Council self-policing: The petitioner has never been a fan of self-policing, or internal investigations, as they are open to corruption and bias. Self-policing appeals held by the councils can simply deteriorate in to a farce.

It is suggested that these appeals are independent but the petitioner suggests this is simply not true. The client is appealing in a system, which will never allow them equal control and justice. The first and potentially the second stage appeals are held within the council by council employees. The final appeal is hailed as being independent when it probably is not; the cards are stacked against the client. The final appeal often is a three panel appeal with one panellist being allegedly independent but often chosen by the council and the other two are council employees, which do not work within the department involved. Seriously? Whilst the client is captured within the council review procedure they are impotent.

Councillors: This group has no power over the council and can merely express client support if they so wish. Indeed, if the client is unhappy with a councillor's performance, the complainant has no redress.

Local advocates: Local advocates, although pleasant, often do not understand the issues and are unable to help with these issues and can only act as moral support. These local advocates do not have the required powers or knowledge base and cannot redirect the council to adjust a stance or approach.

Due to the lack of third party input to help clients; cases can extend for literally years and the council can decline internal and external mediation. This "not fit for purpose" environment dishes out inequality of charge and treatment across Scotland and the U.K. I understand the English councils are more favourable than Scottish councils.
----------------
Aim A:
Copy from the petition text above, word for word, the part starting at "Local advocates: Local" and ending at "than Scottish councils.".
Aim B:
Repeat without any change the lines of the records below, starting at the line that contains "In the UI shown above, point me to the utility" and ending at the last line of the records.

Rows from a dataset:
----------------
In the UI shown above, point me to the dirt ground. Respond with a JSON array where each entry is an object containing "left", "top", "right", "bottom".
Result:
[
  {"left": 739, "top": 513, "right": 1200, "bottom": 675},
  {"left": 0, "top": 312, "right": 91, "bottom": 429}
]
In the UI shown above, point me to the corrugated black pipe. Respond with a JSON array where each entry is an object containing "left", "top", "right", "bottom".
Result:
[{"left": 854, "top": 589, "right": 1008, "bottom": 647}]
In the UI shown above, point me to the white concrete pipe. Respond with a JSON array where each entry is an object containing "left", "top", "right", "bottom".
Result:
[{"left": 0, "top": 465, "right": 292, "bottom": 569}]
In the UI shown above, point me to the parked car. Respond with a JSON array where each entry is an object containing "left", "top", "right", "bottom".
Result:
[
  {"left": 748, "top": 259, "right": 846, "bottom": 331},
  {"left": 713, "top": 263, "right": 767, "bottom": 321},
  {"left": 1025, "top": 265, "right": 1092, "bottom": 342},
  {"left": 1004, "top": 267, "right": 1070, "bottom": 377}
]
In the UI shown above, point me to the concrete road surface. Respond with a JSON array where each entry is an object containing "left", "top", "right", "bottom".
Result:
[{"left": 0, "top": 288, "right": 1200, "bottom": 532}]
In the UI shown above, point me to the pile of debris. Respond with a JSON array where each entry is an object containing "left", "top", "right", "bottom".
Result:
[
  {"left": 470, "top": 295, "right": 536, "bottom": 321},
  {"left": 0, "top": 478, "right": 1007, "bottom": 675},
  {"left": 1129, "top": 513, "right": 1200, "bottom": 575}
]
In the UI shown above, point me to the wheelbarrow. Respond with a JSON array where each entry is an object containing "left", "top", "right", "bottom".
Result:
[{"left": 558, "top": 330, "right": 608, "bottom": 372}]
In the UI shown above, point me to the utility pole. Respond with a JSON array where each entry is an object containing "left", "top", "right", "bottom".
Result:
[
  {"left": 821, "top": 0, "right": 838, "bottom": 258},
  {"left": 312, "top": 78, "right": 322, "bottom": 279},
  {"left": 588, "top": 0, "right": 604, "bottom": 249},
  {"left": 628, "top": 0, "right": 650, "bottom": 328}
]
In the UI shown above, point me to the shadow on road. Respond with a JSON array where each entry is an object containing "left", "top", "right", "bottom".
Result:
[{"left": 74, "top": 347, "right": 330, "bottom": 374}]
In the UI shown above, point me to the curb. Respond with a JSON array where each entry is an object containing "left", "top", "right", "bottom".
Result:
----------------
Written solution A:
Local advocates: Local advocates, although pleasant, often do not understand the issues and are unable to help with these issues and can only act as moral support. These local advocates do not have the required powers or knowledge base and cannot redirect the council to adjust a stance or approach.

Due to the lack of third party input to help clients; cases can extend for literally years and the council can decline internal and external mediation. This "not fit for purpose" environment dishes out inequality of charge and treatment across Scotland and the U.K. I understand the English councils are more favourable than Scottish councils.

Written solution B:
In the UI shown above, point me to the utility pole. Respond with a JSON array where each entry is an object containing "left", "top", "right", "bottom".
Result:
[
  {"left": 821, "top": 0, "right": 838, "bottom": 258},
  {"left": 312, "top": 78, "right": 322, "bottom": 279},
  {"left": 588, "top": 0, "right": 604, "bottom": 249},
  {"left": 628, "top": 0, "right": 650, "bottom": 328}
]
In the UI shown above, point me to the shadow on road. Respond with a JSON array where each entry is an object containing "left", "top", "right", "bottom".
Result:
[{"left": 74, "top": 347, "right": 330, "bottom": 374}]
In the UI shown above, point me to the curb. Respond with a JSON array where each entry is an object containing "left", "top", "right", "bottom".
Result:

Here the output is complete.